Article -
---
This, a hundred percent. Although I voted for Gary Johnson, it would've been much better for libertarianism and the Libertarian Party had the nominee adhered to more actual libertarian principles instead of trying to pluck low hanging fruitcakes from the Democrat tree. This election was a wasted opportunity regardless of the happy face of "historic" gains put on it by the LP.
I am so tired of hearing Libertarians complain about Gary Johnson. Did he have some screw up's? Yes, like both major party candidates and every candidate in the history of elections, he did. Stop waiting for some savior on a White Horse of Perfection to run in the election that changes everything. He's not coming. Instead, we will get brave people who risk ridicule of internet comment warriors, the media, and the two major parties. You think he should have done better? Well, in the words of Nathan R. Jessep, I suggest you pick up a weapon and stand a post. Run yourself. Johnson has run for you two times now. You should say thank you and be on your way.
I contributed money to his campaign, voted for the man, and went door to door for him in my neighborhood, because I believed that he was the best available choice in the general election (and I still do). Regardless of whether I'd done these things, I am still free to express an opinion about it. Would you prefer that we all circle our post-election wagons like the Democrats and insist that the sun shines out our candidate's ass regardless of the results? Fucking partisan--you're as full of shit as any major party shill and have just as much credibility.
Well said. Evidentially we aren't qualified to criticize candidates unless we run for office in Chrissy's view. "What is Aleppo?" was a screw up (that while pretty dopey on it's face I could have overlooked) but Johnson and Weld went pretty far out of their way to sacrifice principle for broader appeal; and ended up with nothing to show for it. You win converts by selling the ideology; not by muddling the message. Like you said, 3% was not a historic gain, it was a missed opportunity.
"Some screw ups" is nowhere near the real problem with Gary Johnson.
His biggest problem was that he went in naively thinking the media would give him a fair shot, and so he gamely played along with their stupid, leading questions that set him up for a fall.
Trump at least understood that the media was heavily in Hillary's pocket and that he would never get a fair shake.
GJ needed to understand that he and any Libertarian POTUS candidate would be fighting an uphill battle all the way against a hostile, dismissive media.
I watched GJ and wondered if he even got any media interview training at all. Probably he did, but it looks like he totally ignored what he was taught.
Well isn't that some prime derp right there!? As a libertarian I don't think I have to thank anybody for seeking out authority. I'll thank an elected official for actually doing something to alleviate the amount of force and taxation the state leverages against me but aside from that I owe any politician absofuckinglutely nothing. They need earn my vote. In no way was I wanting a "savior on a white horse" but I did expect an actual libertarian to be the nominee. 'Fiscally conservative and social tolerant' is to libertarianism what skittles are to actual fruit.
---
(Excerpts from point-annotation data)
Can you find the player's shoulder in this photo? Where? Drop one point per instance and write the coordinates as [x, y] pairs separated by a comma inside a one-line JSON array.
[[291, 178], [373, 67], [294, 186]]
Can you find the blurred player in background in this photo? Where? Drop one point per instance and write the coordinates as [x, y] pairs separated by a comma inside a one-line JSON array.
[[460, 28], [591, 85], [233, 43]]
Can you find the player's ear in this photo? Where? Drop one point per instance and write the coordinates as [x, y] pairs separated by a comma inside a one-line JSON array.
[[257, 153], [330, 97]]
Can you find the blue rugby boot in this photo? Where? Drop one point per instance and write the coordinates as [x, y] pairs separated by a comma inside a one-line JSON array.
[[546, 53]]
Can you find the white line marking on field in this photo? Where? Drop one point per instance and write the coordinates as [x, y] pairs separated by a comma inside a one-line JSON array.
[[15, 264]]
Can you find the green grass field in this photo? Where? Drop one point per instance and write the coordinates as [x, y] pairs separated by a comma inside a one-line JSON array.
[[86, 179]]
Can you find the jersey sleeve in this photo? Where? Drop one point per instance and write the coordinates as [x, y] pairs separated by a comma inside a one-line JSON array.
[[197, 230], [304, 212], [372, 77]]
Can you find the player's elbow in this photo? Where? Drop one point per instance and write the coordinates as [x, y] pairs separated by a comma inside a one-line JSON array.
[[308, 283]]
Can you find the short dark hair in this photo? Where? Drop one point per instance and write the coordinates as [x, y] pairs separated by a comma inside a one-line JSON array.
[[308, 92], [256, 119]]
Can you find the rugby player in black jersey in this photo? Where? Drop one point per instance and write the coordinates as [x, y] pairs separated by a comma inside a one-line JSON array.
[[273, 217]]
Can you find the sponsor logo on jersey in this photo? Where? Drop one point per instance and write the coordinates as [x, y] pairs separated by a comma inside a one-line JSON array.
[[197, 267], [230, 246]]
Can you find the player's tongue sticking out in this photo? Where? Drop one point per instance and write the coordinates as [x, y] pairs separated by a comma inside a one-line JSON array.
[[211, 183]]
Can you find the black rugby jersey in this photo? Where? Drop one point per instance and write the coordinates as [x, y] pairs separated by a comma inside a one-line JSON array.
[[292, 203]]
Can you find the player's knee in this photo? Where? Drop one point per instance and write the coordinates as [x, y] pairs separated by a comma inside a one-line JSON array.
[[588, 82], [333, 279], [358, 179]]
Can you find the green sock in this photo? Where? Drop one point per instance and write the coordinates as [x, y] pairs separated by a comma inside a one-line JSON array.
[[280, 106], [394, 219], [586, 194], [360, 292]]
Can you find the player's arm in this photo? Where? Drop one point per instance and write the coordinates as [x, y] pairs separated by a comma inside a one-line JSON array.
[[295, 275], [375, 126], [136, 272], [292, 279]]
---
Required work -
(1) In the discussion, whose words does one commenter borrow when urging critics to pick up a weapon and stand a post?
(2) Render the part of the listing from the line containing "Can you find the player's elbow" to the line containing "[[273, 217]]" as a two-column CSV with the columns request and answer. Include one row per request, put each value in its own quoted field, and turn any line breaks into spaces.
The discussion and the listing have no connection to each other.

Answers to the exercises -
(1) Nathan R. Jessep

(2)
request,answer
"Can you find the player's elbow in this photo? Where? Drop one point per instance and write the coordinates as [x, y] pairs separated by a comma inside a one-line JSON array.","[[308, 283]]"
"Can you find the short dark hair in this photo? Where? Drop one point per instance and write the coordinates as [x, y] pairs separated by a comma inside a one-line JSON array.","[[308, 92], [256, 119]]"
"Can you find the rugby player in black jersey in this photo? Where? Drop one point per instance and write the coordinates as [x, y] pairs separated by a comma inside a one-line JSON array.","[[273, 217]]"